◆ Work instructions ◆
Copy out the records below with "wooden birdhouse" swapped for "clay flowerpot" and everything else left as it is. Don't include the pictures.

◆ Source records ◆

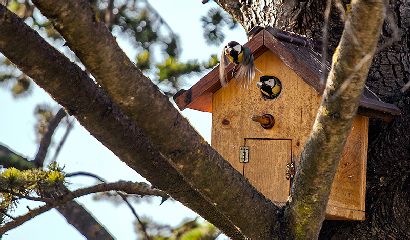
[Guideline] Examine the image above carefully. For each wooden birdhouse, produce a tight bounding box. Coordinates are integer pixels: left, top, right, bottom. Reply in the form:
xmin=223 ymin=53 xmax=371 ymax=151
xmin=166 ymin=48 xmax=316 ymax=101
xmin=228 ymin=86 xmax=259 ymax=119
xmin=174 ymin=28 xmax=400 ymax=220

◆ Solution to the exercise ◆
[Guideline] Examine the image above carefully. For each clay flowerpot, produce a tight bounding box. Coordinates are integer pixels: left, top, right, bottom. Reply in the form:
xmin=223 ymin=53 xmax=371 ymax=151
xmin=166 ymin=48 xmax=316 ymax=101
xmin=228 ymin=86 xmax=259 ymax=119
xmin=174 ymin=28 xmax=400 ymax=220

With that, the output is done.